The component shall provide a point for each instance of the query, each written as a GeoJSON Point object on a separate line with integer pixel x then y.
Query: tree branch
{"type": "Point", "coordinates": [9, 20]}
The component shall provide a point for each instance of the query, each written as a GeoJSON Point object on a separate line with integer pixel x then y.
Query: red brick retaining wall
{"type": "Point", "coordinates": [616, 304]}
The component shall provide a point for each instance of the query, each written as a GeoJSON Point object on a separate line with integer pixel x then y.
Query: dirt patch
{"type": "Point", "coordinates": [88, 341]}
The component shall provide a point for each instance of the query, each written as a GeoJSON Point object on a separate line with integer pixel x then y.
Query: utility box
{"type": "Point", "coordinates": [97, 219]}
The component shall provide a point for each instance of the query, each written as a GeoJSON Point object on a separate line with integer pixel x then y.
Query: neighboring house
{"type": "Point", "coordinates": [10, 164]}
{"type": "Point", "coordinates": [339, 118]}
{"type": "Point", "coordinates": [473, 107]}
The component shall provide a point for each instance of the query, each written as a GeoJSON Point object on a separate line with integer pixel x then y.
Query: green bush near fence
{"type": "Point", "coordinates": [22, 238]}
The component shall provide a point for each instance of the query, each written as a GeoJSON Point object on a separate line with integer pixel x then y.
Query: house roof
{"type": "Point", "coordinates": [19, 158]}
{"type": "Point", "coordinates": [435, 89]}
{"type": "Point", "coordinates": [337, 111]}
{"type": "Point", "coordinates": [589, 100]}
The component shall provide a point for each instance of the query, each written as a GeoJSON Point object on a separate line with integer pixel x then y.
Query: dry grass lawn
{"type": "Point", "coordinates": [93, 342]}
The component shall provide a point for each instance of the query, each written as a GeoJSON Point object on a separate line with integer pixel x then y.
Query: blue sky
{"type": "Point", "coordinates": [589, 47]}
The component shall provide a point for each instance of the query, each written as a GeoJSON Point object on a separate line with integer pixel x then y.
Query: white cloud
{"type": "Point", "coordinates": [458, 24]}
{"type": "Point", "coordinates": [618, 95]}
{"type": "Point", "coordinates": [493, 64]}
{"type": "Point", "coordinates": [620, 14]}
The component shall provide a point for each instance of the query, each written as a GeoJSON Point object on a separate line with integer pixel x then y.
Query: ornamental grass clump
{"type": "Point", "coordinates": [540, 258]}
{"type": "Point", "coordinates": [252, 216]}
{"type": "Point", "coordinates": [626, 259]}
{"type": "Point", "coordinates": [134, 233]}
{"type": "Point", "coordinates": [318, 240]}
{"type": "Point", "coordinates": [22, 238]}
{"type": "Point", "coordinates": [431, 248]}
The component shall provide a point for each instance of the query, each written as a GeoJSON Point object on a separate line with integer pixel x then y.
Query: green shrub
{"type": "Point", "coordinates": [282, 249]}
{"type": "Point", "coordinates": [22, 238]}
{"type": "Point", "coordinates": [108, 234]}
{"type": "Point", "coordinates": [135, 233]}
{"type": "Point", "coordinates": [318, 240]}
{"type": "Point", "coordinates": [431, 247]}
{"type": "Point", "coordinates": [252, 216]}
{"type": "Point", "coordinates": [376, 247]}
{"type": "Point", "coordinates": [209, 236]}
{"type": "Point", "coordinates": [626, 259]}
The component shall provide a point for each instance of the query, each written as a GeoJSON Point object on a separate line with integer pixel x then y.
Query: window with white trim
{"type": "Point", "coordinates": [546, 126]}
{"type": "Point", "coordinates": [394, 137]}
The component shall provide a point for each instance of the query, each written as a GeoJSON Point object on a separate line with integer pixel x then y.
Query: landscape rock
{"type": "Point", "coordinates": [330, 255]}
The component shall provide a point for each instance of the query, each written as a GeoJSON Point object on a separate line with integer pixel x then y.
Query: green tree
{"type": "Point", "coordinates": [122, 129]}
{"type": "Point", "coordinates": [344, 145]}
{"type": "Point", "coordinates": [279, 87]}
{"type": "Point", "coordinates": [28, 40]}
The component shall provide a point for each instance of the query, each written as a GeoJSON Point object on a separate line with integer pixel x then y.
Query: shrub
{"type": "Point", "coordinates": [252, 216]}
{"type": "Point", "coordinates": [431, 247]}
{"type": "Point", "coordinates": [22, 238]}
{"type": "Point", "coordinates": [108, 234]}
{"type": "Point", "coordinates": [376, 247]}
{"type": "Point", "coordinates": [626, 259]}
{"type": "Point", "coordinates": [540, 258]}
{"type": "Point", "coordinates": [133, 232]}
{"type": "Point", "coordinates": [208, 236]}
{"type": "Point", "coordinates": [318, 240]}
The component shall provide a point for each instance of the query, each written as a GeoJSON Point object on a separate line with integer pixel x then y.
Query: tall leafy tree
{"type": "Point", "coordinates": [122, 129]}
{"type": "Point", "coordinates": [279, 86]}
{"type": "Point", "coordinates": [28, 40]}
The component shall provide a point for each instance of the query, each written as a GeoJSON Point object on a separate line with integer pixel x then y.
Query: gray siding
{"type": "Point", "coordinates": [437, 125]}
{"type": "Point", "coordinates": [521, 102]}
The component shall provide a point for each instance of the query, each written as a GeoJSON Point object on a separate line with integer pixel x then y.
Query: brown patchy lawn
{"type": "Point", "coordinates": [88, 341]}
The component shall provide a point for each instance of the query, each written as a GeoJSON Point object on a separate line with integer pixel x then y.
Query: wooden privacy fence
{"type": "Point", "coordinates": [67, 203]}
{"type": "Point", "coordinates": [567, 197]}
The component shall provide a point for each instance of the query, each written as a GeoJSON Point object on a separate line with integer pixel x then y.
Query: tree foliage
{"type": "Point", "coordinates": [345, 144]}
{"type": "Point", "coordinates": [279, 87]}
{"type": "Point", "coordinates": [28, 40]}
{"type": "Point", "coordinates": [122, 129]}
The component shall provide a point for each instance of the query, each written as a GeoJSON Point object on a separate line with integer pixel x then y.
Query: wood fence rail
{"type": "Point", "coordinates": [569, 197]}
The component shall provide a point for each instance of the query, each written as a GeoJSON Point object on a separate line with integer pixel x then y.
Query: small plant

..............................

The records above must be output exactly, in full.

TASK ANSWER:
The component shall provide a point for each instance of the query, each written as a GeoJSON Point object on a separate line with integer pixel x then y.
Query: tree branch
{"type": "Point", "coordinates": [9, 20]}
The component shall provide a point for each instance of the query, each written as a GeoJSON Point object on a separate line with integer pixel x then y.
Query: red brick retaining wall
{"type": "Point", "coordinates": [616, 304]}
The component shall provide a point for each instance of the query, each written as a GeoJSON Point object on a separate line with integer pixel x then y.
Query: dirt patch
{"type": "Point", "coordinates": [88, 341]}
The component shall provide a point for each instance of the query, each written as a GeoJSON Point object on a separate line with integer pixel x then y.
Query: utility box
{"type": "Point", "coordinates": [97, 219]}
The component shall provide a point for each instance of the query, each written as a GeoJSON Point object on a separate line with integer pixel x then y.
Query: neighboring house
{"type": "Point", "coordinates": [10, 164]}
{"type": "Point", "coordinates": [339, 118]}
{"type": "Point", "coordinates": [473, 107]}
The component shall provide a point for each instance of the query, each written as a GeoJSON Point object on a separate line with integer pixel x then y.
Query: green bush near fence
{"type": "Point", "coordinates": [22, 238]}
The component shall provide a point for each instance of the query, each written as a GeoJSON Point object on a separate line with integer pixel x then y.
Query: house roof
{"type": "Point", "coordinates": [19, 158]}
{"type": "Point", "coordinates": [435, 89]}
{"type": "Point", "coordinates": [337, 111]}
{"type": "Point", "coordinates": [589, 100]}
The component shall provide a point for each instance of the query, each written as a GeoJSON Point object on a separate line with integer pixel x then y.
Query: dry grass lawn
{"type": "Point", "coordinates": [93, 342]}
The component shall provide a point for each instance of the query, each written as a GeoJSON Point object on a separate line with integer pixel x then y.
Query: blue sky
{"type": "Point", "coordinates": [589, 47]}
The component shall provide a point for each instance of the query, each written as a GeoJSON Point object on a separate line with integer pixel x then y.
Query: white cloud
{"type": "Point", "coordinates": [458, 24]}
{"type": "Point", "coordinates": [618, 95]}
{"type": "Point", "coordinates": [493, 64]}
{"type": "Point", "coordinates": [620, 14]}
The component shall provide a point for each instance of the query, each written as a GeoJSON Point object on a separate line with integer pixel x then y.
Query: ornamental grass clump
{"type": "Point", "coordinates": [540, 258]}
{"type": "Point", "coordinates": [252, 216]}
{"type": "Point", "coordinates": [626, 259]}
{"type": "Point", "coordinates": [134, 233]}
{"type": "Point", "coordinates": [318, 240]}
{"type": "Point", "coordinates": [22, 238]}
{"type": "Point", "coordinates": [431, 248]}
The component shall provide a point for each instance of the query, each written as a GeoJSON Point object on a separate line with integer pixel x then y.
Query: green shrub
{"type": "Point", "coordinates": [282, 249]}
{"type": "Point", "coordinates": [22, 238]}
{"type": "Point", "coordinates": [108, 234]}
{"type": "Point", "coordinates": [135, 233]}
{"type": "Point", "coordinates": [318, 240]}
{"type": "Point", "coordinates": [431, 247]}
{"type": "Point", "coordinates": [252, 216]}
{"type": "Point", "coordinates": [376, 247]}
{"type": "Point", "coordinates": [209, 236]}
{"type": "Point", "coordinates": [626, 259]}
The component shall provide a point for each instance of the query, each written as a GeoJSON Point object on a separate line with integer pixel x then y.
Query: window with white trim
{"type": "Point", "coordinates": [546, 126]}
{"type": "Point", "coordinates": [394, 137]}
The component shall provide a point for each instance of the query, each written as a GeoJSON Point object on a separate line with integer pixel x then y.
Query: landscape rock
{"type": "Point", "coordinates": [330, 255]}
The component shall provide a point for each instance of the query, each written as a GeoJSON Point object on a separate line with integer pixel x then y.
Query: green tree
{"type": "Point", "coordinates": [122, 129]}
{"type": "Point", "coordinates": [344, 145]}
{"type": "Point", "coordinates": [279, 87]}
{"type": "Point", "coordinates": [28, 40]}
The component shall provide a point for each instance of the query, each written as a GeoJSON Point object on a separate line with integer pixel x then y.
Query: shrub
{"type": "Point", "coordinates": [252, 216]}
{"type": "Point", "coordinates": [431, 247]}
{"type": "Point", "coordinates": [22, 238]}
{"type": "Point", "coordinates": [108, 234]}
{"type": "Point", "coordinates": [376, 247]}
{"type": "Point", "coordinates": [626, 259]}
{"type": "Point", "coordinates": [540, 258]}
{"type": "Point", "coordinates": [133, 232]}
{"type": "Point", "coordinates": [208, 236]}
{"type": "Point", "coordinates": [318, 240]}
The component shall provide a point for each instance of the query, each written as a GeoJSON Point object on a separate line with integer pixel x then y.
Query: tall leafy tree
{"type": "Point", "coordinates": [122, 129]}
{"type": "Point", "coordinates": [279, 86]}
{"type": "Point", "coordinates": [28, 40]}
The component shall provide a point for each instance of the query, each written as a GeoJSON Point object on a separate line with integer pixel x then y.
Query: gray siding
{"type": "Point", "coordinates": [437, 125]}
{"type": "Point", "coordinates": [521, 102]}
The component shall provide a point for each instance of the query, each written as a GeoJSON Point object on a separate line with integer pixel x then y.
Query: brown patchy lawn
{"type": "Point", "coordinates": [88, 341]}
The component shall provide a point for each instance of the query, each written as a GeoJSON Point object on a separate line with integer pixel x then y.
Query: wooden privacy fence
{"type": "Point", "coordinates": [67, 203]}
{"type": "Point", "coordinates": [567, 197]}
The component shall provide a point for each instance of the query, each written as a GeoJSON Point object on a separate line with integer pixel x then y.
Query: tree foliage
{"type": "Point", "coordinates": [345, 144]}
{"type": "Point", "coordinates": [279, 87]}
{"type": "Point", "coordinates": [28, 40]}
{"type": "Point", "coordinates": [122, 129]}
The component shall provide a point for each instance of the query, each written as a GeoJSON Point object on a separate line with integer pixel x then y.
Query: wood fence rail
{"type": "Point", "coordinates": [569, 197]}
The component shall provide a point for each instance of the query, each written as a GeoJSON Point object on a separate line with integer pixel x then y.
Query: small plant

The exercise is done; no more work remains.